A run of entries ::
○ ○ ○ ○ ○ ○ ○

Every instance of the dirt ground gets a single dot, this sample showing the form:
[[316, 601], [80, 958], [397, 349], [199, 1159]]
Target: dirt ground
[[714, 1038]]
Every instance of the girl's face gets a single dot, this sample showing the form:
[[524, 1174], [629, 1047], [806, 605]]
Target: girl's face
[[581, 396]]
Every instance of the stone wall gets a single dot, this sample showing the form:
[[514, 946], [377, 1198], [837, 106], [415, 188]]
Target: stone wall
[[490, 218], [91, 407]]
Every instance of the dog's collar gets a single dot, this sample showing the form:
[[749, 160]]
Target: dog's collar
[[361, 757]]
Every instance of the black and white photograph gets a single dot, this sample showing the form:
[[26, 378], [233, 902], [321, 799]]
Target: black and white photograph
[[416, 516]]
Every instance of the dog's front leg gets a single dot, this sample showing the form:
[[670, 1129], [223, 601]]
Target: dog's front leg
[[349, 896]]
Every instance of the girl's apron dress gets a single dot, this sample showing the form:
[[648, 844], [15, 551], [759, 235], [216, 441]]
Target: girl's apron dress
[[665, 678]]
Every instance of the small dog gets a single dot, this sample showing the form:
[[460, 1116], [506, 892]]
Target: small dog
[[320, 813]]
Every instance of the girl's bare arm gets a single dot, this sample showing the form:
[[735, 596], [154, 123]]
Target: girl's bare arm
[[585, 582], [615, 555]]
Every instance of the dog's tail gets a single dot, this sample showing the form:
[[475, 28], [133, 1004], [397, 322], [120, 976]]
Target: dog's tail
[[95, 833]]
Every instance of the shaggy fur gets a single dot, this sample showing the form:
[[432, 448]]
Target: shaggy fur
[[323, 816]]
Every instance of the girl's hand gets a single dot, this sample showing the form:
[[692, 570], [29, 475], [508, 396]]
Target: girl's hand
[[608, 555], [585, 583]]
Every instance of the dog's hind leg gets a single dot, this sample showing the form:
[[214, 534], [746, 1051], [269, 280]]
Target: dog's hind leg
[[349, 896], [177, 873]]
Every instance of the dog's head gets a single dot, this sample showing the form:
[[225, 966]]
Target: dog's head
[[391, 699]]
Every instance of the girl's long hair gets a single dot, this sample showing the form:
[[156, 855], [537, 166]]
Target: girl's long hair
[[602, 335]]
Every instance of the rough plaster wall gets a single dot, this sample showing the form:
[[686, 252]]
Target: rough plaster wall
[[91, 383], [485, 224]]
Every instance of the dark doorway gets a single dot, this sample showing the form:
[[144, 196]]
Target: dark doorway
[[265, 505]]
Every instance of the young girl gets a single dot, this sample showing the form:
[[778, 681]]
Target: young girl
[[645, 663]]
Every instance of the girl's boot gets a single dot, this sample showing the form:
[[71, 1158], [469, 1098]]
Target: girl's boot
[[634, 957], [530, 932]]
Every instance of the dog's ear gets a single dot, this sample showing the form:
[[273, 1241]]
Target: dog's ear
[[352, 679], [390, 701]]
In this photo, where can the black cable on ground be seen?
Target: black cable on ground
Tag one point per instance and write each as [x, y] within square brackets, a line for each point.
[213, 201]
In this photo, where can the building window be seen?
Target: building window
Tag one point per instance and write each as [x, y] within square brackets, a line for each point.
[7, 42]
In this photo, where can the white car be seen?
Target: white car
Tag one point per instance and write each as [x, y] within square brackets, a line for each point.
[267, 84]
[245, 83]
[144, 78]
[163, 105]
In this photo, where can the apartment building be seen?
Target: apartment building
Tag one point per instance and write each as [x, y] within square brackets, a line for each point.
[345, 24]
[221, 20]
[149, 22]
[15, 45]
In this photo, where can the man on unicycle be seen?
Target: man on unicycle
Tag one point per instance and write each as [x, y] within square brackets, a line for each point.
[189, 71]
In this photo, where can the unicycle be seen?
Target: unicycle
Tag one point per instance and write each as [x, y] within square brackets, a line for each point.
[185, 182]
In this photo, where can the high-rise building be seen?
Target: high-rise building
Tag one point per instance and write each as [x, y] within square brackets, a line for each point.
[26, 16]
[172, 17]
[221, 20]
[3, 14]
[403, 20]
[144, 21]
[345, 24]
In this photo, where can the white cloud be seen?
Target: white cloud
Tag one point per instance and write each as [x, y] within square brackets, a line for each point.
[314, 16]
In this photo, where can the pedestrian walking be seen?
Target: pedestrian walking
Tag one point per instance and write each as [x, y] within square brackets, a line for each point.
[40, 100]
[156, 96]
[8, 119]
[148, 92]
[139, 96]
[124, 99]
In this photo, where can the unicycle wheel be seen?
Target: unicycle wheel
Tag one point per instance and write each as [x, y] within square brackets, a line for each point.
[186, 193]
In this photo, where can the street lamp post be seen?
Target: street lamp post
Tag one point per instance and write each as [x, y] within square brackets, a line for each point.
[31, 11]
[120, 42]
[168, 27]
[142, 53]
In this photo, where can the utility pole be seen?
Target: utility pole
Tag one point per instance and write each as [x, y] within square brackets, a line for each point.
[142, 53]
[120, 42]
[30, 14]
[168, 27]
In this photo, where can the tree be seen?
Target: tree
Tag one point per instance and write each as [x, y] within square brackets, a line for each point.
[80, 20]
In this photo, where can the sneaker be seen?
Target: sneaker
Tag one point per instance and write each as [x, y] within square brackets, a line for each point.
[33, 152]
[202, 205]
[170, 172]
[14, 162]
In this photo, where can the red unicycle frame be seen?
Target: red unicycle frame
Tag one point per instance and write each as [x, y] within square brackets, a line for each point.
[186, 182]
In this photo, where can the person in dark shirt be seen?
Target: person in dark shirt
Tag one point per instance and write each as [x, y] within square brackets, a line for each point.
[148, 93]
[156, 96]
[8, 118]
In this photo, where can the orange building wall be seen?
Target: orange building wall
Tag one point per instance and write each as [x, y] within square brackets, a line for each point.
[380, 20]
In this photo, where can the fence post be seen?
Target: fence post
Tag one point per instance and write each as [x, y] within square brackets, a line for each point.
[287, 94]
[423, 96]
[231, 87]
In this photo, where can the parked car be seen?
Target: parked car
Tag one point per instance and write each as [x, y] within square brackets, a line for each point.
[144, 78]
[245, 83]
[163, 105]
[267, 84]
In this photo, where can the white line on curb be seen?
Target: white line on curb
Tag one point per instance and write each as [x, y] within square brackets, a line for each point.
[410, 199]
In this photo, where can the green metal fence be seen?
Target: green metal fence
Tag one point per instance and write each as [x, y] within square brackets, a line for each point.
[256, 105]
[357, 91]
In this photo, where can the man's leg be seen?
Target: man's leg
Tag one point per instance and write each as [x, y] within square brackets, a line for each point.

○ ○ ○ ○ ○ ○ ○

Copy out, word for word, everything from the start of the entries down to the line containing "[[581, 396]]", keeping both ends.

Exercise answer ::
Every instance of the dirt ground gets a single dot, this sample showing the form:
[[316, 601], [80, 958], [397, 349], [199, 1159]]
Target: dirt ground
[[714, 1038]]
Every instance of the girl's face gets a single dot, this sample showing the form:
[[524, 1174], [629, 1047], [806, 605]]
Target: girl's face
[[581, 396]]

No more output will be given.